Below is a block of records; reproduce all of them exactly and leave out any pictures.
>> Start
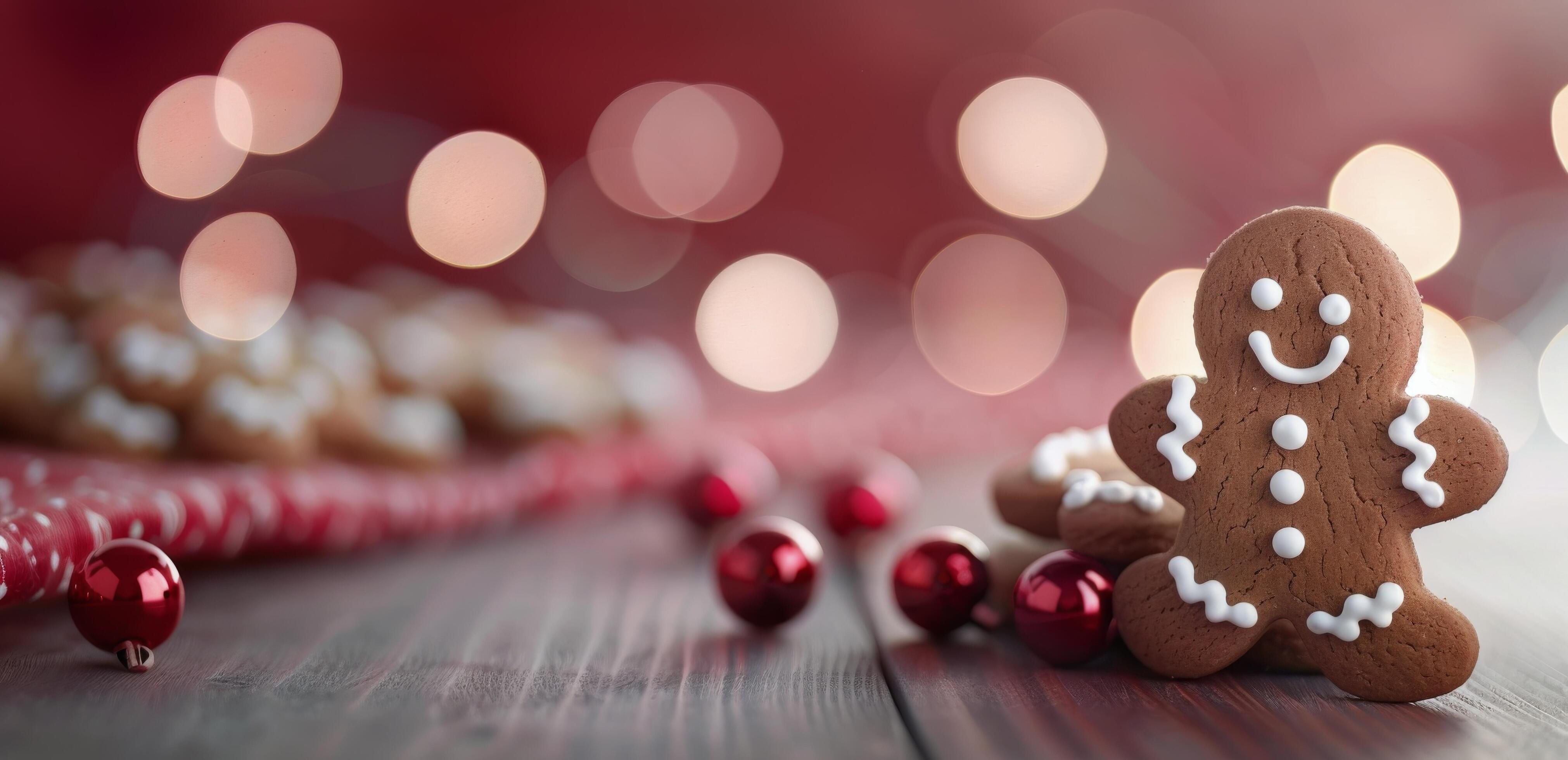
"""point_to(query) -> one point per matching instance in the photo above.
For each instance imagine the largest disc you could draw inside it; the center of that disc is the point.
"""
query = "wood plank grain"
(593, 635)
(984, 695)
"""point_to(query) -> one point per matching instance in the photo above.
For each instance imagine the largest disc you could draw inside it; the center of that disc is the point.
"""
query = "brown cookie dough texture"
(1073, 488)
(1303, 466)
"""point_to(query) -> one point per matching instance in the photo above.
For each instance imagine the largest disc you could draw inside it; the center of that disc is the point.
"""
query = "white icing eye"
(1335, 309)
(1267, 294)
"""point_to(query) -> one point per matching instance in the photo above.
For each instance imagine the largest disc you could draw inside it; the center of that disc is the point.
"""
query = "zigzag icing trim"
(1188, 427)
(1402, 432)
(1347, 624)
(1213, 596)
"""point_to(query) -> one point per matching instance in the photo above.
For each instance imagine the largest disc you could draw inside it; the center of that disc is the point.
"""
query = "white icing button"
(1267, 294)
(1335, 309)
(1290, 432)
(1286, 486)
(1290, 543)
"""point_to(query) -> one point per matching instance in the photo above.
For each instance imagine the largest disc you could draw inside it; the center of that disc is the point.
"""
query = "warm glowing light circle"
(1561, 126)
(1031, 148)
(1405, 200)
(768, 322)
(292, 76)
(194, 138)
(603, 245)
(1446, 363)
(237, 276)
(476, 200)
(1162, 336)
(1553, 377)
(1506, 377)
(705, 153)
(989, 314)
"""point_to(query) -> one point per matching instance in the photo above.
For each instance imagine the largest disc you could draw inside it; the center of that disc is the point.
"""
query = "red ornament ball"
(735, 477)
(941, 579)
(1062, 607)
(128, 599)
(768, 571)
(871, 494)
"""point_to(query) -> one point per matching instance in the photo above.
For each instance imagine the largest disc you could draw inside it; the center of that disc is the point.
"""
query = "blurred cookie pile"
(399, 369)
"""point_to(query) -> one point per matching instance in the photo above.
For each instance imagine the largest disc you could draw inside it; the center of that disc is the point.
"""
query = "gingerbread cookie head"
(1303, 468)
(1291, 289)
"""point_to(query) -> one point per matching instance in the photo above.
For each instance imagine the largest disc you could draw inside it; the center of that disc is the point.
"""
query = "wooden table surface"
(600, 635)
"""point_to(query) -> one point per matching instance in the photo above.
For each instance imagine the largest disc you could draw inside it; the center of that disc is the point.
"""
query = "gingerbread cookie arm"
(1151, 428)
(1456, 461)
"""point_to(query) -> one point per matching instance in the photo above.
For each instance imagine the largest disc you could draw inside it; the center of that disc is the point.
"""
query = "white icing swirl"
(132, 425)
(1263, 349)
(1086, 486)
(1188, 428)
(1402, 432)
(148, 355)
(1347, 624)
(269, 411)
(1213, 596)
(1049, 458)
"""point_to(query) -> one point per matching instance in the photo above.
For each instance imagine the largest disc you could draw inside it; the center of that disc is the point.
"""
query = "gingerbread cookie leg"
(1425, 651)
(1177, 637)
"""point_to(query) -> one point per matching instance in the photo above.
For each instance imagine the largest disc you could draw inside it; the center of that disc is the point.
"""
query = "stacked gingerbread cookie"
(1073, 491)
(96, 355)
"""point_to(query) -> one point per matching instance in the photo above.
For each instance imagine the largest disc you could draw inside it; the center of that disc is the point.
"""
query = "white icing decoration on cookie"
(1333, 309)
(132, 425)
(1297, 375)
(1402, 432)
(256, 409)
(421, 424)
(1188, 428)
(1286, 486)
(150, 355)
(66, 370)
(1049, 460)
(1213, 596)
(1086, 486)
(1290, 543)
(270, 355)
(1290, 432)
(1347, 624)
(1267, 294)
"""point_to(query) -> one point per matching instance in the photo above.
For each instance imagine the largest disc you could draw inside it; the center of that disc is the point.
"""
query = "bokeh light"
(1031, 148)
(603, 245)
(1553, 378)
(705, 153)
(989, 314)
(1446, 364)
(292, 76)
(1405, 200)
(768, 322)
(1504, 380)
(1561, 126)
(476, 200)
(1162, 336)
(237, 276)
(195, 137)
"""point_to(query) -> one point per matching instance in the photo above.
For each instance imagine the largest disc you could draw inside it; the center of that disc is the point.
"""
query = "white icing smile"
(1263, 349)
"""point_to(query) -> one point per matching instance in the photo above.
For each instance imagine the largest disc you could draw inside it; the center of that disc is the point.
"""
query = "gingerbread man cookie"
(1303, 468)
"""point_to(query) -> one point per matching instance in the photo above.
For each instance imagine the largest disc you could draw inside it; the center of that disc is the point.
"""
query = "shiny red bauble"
(869, 494)
(1062, 607)
(941, 579)
(731, 478)
(128, 598)
(768, 569)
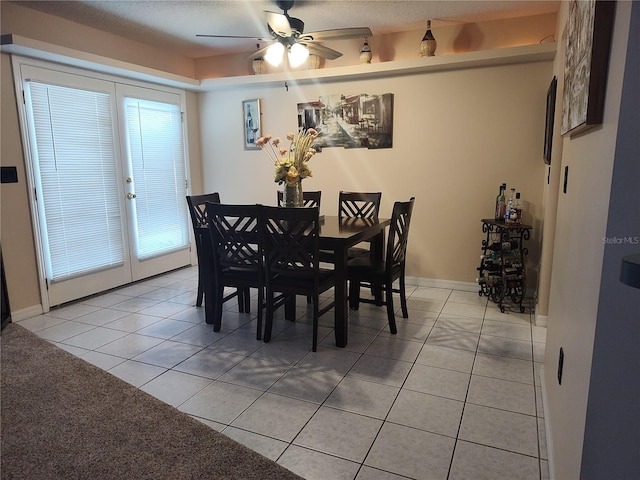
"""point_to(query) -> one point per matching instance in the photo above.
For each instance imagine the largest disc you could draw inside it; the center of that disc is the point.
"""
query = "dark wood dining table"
(337, 236)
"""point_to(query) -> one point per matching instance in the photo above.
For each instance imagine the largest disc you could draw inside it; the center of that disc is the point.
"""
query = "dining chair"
(359, 205)
(355, 205)
(309, 199)
(237, 257)
(380, 274)
(292, 264)
(198, 214)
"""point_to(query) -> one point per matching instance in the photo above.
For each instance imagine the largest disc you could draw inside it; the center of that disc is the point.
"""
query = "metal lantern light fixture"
(365, 52)
(258, 64)
(428, 44)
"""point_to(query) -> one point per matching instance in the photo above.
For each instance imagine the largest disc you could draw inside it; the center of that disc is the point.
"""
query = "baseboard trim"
(436, 283)
(547, 425)
(541, 320)
(23, 314)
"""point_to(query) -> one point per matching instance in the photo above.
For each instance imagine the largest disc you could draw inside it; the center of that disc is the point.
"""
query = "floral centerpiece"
(291, 164)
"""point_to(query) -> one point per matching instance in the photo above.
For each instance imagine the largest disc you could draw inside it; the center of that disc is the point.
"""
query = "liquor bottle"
(512, 199)
(428, 45)
(500, 203)
(515, 216)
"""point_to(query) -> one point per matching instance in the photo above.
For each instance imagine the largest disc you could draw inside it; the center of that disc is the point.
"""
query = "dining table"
(337, 235)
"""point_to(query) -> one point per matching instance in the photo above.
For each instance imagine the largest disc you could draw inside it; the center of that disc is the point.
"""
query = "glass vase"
(292, 194)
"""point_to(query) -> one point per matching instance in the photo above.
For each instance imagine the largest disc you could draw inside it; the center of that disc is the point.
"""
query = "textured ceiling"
(174, 24)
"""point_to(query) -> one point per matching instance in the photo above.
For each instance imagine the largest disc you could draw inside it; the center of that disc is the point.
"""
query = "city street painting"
(350, 121)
>> End
◆ ANSWER FOR THE TASK ◆
"""point_to(query) -> one point per matching instance in the photo above.
For each instance imagine the largest disc you could draw inside it; the center of that disc is the point.
"""
query = "wood plank grain"
(593, 635)
(984, 695)
"""point_to(query) -> one point per matching instance in the photo above.
For each instance imagine the largest disc you could draw inside it; the center of that disc is the point.
"""
query = "brown cookie dough texture"
(1073, 488)
(1303, 466)
"""point_to(query) -> one point per matching instance in the photo above.
For each instance imagine the largest disc you could draw inside it; the center of that disc is the point.
"""
query = "white icing eye"
(1335, 309)
(1267, 294)
"""point_to(query) -> one point per matching instance in the photo above.
For each instance imagine the largest disc you could draw inside it; the center of that disc is the point.
"""
query = "zigzag icing trim"
(1188, 427)
(1402, 432)
(1347, 624)
(1213, 596)
"""point_to(query) -> one point per matching instance in the photo above.
For each instance imagine the largest disc you could draw inside it; the center of that disc is the point.
"""
query = "white icing button"
(1267, 294)
(1335, 309)
(1290, 432)
(1286, 486)
(1290, 543)
"""point_to(query) -> one point per matching instance in the photo above.
For each instance imagine the largest disc you could draw inside it; the center of that disc is the point.
"""
query = "warm glowing light circle"
(1561, 126)
(1031, 148)
(1405, 200)
(768, 322)
(292, 76)
(194, 138)
(603, 245)
(1446, 363)
(237, 276)
(476, 200)
(1162, 336)
(1553, 377)
(1506, 377)
(705, 153)
(989, 314)
"""point_to(query) -> one point per matching instance in the photo above.
For each instance imagine the largest disc you could draw inside it; the center of that disc is the point.
"""
query = "red ornament ball"
(735, 477)
(941, 579)
(1062, 607)
(128, 599)
(768, 571)
(871, 494)
"""point_to(query) -> one point per matching instance in the photo above.
For each instance imagine the largest disc you could draw inside it; the center of that disc is the point.
"""
query = "blurred cookie pile"
(399, 369)
"""point_to(query) -> one point per matching instance in the photo above.
For each instance imagine the largest disc you could draw inside it; the center of that disc is the point.
"""
query = "gingerbread cookie head"
(1303, 468)
(1291, 289)
"""point_to(query) -> one point per matching instance in the photo above.
For each instance imagine the largest disc you could draw inside it; the center of that disc is the point.
"""
query = "wooden table surface"
(600, 635)
"""point_to(query) -> one point per matching instance in the photo above.
For each instance imagine the largest disc you could draw inside it; the center of that disc is the point.
"""
query = "gingerbread cookie arm"
(1151, 428)
(1456, 461)
"""point_to(query) -> one point per matching instance in the photo above.
For each instance imagine the largest disc you could draw inside it; the center of that disc is the point.
"""
query = "white icing swirl"
(132, 425)
(1263, 349)
(1086, 486)
(1188, 428)
(1402, 432)
(148, 355)
(1347, 624)
(269, 411)
(1213, 596)
(1049, 458)
"""point_to(query) -> one point per matching instance in the photo above.
For each instance imagine the largest disc you could draw inside it; the center of that disc is the point.
"""
query = "gingerbread cookie leg"
(1425, 651)
(1177, 637)
"""point_to(query) -> one point per matching instance in the photo above.
For each instance imagine the largest disc you could draw inside it; the center of that disc is the point.
"""
query = "stacked gingerbread cookie"
(1073, 491)
(96, 355)
"""point_to(query) -> one point per matching instance in the photo above.
For each instance imagine the largest disc you could draw inside it; the center of that disc is the point.
"""
query = "white icing decoration on cookie"
(1333, 309)
(132, 425)
(1297, 375)
(1402, 432)
(256, 409)
(421, 424)
(1188, 428)
(1286, 486)
(150, 355)
(66, 370)
(1049, 460)
(1213, 596)
(1086, 486)
(1290, 543)
(270, 355)
(1290, 432)
(1347, 624)
(1267, 294)
"""point_to(query) -> one point per matching instance in the photo above.
For each instance imagine the largest disc you could draw inside it; the center of that disc is the point.
"""
query = "bokeh light"
(1031, 148)
(603, 245)
(1553, 378)
(705, 153)
(989, 314)
(1446, 364)
(292, 76)
(1405, 200)
(768, 322)
(1504, 380)
(1561, 126)
(476, 200)
(1162, 336)
(237, 276)
(195, 137)
"""point_to(query) -> one point per matching instance in the photo above.
For each instance imagine the largest disc you could draw inside it; the center of that disc is the point.
"""
query = "white icing smile"
(1263, 349)
"""point_to(query) -> one point per matching instance in the photo above.
For each instance imagine the largest disc you could draw inside it; the center of that disc is the point.
"""
query = "gingerbread man cookie"
(1303, 468)
"""point_to(query) -> one point per matching instance in the photo above.
For each instance imagine the largest disc you could draw inside it; the center of that disc is the point.
"""
query = "shiny red bauble"
(869, 494)
(1062, 607)
(941, 579)
(731, 478)
(128, 598)
(768, 569)
"""point_to(query) -> one point per matching instance in the photo above.
For each instance imagine the largest disc you could draw inside it; the center of that disc is the point.
"""
query = "dark wood dining table"
(337, 236)
"""point_to(query) -> one point per matching instance in the photo above.
For each instance imagine the largest disc you could draw inside it; the center of that disc is the point.
"""
query = "dining chair"
(359, 205)
(355, 205)
(309, 199)
(237, 257)
(380, 274)
(292, 264)
(198, 214)
"""point_to(query) -> one point per matching instance in the photo above.
For each instance imagine the largest disc you could draw inside it; the center of that disc is the point.
"""
query = "metal lantern light fixture"
(365, 52)
(258, 64)
(428, 44)
"""point_to(query) -> one point per matching instance in the photo above.
For each instance imagine the largest disc you could draw inside it; the center of that disc is the point.
"""
query = "baseboard trim"
(436, 283)
(547, 425)
(541, 320)
(23, 314)
"""point_to(query) -> one point per matching instance in the photo above.
For each instance imagine the largest disc you could draw inside it; the center of that disc is the point.
"""
query = "floral centerpiece"
(291, 164)
"""point_to(query) -> one point per matching instance in the photo above.
For each instance imagine the largest disc you could draw inside it; the center of that disc is the point.
"""
query = "liquor bottle"
(512, 199)
(428, 45)
(500, 203)
(515, 216)
"""point_to(query) -> one point per matching instance in the photo above.
For each instance imagine the largest disc you could draw inside it; the center of that disc is the point.
"""
query = "dining table"
(337, 235)
"""point_to(query) -> one point per matching instance in the photo above.
For each instance imagine the largest disc you could draw inside it; the center of that disc is the point.
"""
query = "glass vase"
(292, 194)
"""point_to(query) -> one point per matching instance in the photo above.
For each instance imagine the largest disc you could draw inside it; the center of that disc is the point.
"""
query = "textured ceiling"
(174, 24)
"""point_to(query) -> one point per matching instance in the photo above.
For each instance imagine the largest disc you could draw inside it; the center of that disc is the point.
"""
query = "city street painting"
(350, 121)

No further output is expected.